Direction
In everything from the start of the records down to the line containing "xmin=333 ymin=106 xmax=462 ymax=217", swap "flat screen television" for "flat-screen TV" and leave all else unchanged.

Record excerpts
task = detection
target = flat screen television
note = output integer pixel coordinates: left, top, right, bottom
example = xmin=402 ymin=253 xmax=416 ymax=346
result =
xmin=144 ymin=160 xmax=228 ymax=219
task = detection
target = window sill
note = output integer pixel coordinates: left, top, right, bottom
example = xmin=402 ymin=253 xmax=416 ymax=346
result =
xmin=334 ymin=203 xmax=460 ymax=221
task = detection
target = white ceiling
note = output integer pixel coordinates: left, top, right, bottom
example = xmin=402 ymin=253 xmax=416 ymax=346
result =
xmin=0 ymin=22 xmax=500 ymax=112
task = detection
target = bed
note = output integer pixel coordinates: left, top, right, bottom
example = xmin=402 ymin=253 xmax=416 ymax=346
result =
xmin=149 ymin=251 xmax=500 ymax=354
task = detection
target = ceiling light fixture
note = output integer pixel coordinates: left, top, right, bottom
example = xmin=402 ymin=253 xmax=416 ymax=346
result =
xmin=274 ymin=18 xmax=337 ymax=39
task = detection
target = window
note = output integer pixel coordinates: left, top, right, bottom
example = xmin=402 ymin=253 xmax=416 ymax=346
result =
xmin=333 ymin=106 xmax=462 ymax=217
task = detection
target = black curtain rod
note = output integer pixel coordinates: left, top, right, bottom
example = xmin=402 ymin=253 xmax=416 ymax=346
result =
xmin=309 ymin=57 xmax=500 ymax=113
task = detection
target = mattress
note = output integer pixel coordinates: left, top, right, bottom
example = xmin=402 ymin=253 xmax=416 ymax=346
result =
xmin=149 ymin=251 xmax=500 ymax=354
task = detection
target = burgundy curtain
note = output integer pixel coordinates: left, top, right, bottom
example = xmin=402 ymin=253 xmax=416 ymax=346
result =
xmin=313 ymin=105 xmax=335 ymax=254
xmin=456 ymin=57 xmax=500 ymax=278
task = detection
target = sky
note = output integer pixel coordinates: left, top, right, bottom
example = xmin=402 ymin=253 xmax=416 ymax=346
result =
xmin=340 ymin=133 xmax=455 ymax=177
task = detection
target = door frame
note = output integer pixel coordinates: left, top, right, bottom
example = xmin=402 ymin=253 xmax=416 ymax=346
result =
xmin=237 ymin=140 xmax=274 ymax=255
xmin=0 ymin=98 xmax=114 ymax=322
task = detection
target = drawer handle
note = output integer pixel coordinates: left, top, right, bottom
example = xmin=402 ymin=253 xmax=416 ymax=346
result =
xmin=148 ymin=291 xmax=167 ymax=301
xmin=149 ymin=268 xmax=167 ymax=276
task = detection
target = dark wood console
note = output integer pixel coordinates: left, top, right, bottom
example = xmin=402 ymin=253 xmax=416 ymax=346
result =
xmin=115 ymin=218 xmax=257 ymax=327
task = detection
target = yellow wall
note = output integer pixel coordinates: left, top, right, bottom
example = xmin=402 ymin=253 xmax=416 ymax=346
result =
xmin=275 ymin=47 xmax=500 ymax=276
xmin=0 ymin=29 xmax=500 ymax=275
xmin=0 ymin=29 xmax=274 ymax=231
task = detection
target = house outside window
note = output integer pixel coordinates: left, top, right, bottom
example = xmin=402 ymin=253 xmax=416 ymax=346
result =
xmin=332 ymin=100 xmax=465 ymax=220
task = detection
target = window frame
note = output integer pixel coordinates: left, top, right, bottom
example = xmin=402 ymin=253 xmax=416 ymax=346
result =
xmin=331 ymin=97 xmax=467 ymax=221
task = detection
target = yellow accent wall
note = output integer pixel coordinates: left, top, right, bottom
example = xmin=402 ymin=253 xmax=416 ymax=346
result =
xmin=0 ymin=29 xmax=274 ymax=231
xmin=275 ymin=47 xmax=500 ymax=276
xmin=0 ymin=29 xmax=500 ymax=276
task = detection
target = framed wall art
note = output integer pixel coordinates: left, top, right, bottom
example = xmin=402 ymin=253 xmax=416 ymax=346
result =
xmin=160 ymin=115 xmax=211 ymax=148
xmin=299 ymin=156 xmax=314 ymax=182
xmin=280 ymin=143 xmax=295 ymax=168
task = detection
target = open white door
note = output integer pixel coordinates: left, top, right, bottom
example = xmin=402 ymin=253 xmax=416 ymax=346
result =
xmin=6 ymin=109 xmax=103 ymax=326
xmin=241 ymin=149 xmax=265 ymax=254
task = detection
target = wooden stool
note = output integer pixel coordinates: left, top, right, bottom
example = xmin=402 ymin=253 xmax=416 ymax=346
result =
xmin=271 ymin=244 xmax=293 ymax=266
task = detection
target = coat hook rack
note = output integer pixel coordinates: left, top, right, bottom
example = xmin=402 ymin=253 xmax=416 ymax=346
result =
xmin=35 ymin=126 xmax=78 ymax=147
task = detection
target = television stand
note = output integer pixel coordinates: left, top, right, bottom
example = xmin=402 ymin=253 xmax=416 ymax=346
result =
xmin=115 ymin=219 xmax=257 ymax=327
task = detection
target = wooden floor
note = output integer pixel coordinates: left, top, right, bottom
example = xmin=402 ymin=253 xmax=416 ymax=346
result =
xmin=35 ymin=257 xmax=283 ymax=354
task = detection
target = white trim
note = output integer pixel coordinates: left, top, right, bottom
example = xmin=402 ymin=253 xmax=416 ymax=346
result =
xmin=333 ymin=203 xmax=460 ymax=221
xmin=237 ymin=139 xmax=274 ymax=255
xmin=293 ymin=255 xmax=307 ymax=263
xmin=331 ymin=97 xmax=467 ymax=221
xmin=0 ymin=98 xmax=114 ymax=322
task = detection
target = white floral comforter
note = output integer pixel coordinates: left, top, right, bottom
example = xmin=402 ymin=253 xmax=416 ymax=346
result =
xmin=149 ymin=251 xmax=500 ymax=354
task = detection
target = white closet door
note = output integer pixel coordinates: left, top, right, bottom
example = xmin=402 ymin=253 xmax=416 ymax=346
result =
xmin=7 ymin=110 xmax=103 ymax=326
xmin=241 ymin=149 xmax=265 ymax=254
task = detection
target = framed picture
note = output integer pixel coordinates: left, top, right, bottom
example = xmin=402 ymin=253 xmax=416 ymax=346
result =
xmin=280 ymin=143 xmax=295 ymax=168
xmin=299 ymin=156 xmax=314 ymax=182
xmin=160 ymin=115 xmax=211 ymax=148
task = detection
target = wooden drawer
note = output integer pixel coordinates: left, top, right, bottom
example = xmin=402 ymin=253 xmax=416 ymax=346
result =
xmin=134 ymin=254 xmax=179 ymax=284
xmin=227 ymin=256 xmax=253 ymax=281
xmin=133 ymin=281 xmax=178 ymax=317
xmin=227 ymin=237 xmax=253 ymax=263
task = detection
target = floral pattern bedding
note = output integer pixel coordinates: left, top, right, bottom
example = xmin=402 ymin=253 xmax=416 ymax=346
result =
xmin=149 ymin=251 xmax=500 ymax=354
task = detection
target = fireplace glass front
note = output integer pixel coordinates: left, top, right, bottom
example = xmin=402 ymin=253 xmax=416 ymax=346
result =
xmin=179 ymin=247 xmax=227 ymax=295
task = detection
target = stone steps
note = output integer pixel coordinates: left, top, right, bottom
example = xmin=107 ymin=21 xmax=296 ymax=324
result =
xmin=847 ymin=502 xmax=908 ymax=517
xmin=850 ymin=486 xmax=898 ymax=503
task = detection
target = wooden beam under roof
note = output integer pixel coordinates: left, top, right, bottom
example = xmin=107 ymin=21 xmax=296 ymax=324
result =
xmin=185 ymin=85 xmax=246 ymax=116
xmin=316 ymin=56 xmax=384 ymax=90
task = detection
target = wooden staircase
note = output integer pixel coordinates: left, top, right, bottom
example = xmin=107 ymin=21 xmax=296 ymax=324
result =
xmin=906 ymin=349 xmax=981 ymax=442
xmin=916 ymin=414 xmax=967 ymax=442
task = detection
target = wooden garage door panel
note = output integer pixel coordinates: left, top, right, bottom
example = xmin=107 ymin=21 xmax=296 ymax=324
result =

Expected answer
task = detection
target = flat-screen TV
note = output integer pixel coordinates: left, top, right, bottom
example = xmin=402 ymin=253 xmax=416 ymax=346
result =
xmin=144 ymin=160 xmax=228 ymax=219
task = detection
target = window sill
note = output integer pixel coordinates: left, top, right, bottom
example = xmin=402 ymin=253 xmax=416 ymax=346
result =
xmin=334 ymin=203 xmax=460 ymax=221
task = detection
target = white ceiling
note = output integer pixel coordinates: left, top, right, bottom
example = xmin=402 ymin=253 xmax=416 ymax=346
result =
xmin=0 ymin=22 xmax=500 ymax=112
task = detection
target = bed
note = output integer pixel coordinates: left, top, right, bottom
example = xmin=402 ymin=253 xmax=416 ymax=346
result =
xmin=149 ymin=251 xmax=500 ymax=354
task = detection
target = ceiling light fixture
note = output integer pixel coordinates: left, top, right, bottom
example = xmin=402 ymin=253 xmax=416 ymax=346
result =
xmin=274 ymin=18 xmax=337 ymax=39
task = detection
target = window
note = output integer pixel coordinates: left, top, right, bottom
example = xmin=402 ymin=253 xmax=416 ymax=346
result =
xmin=333 ymin=106 xmax=462 ymax=217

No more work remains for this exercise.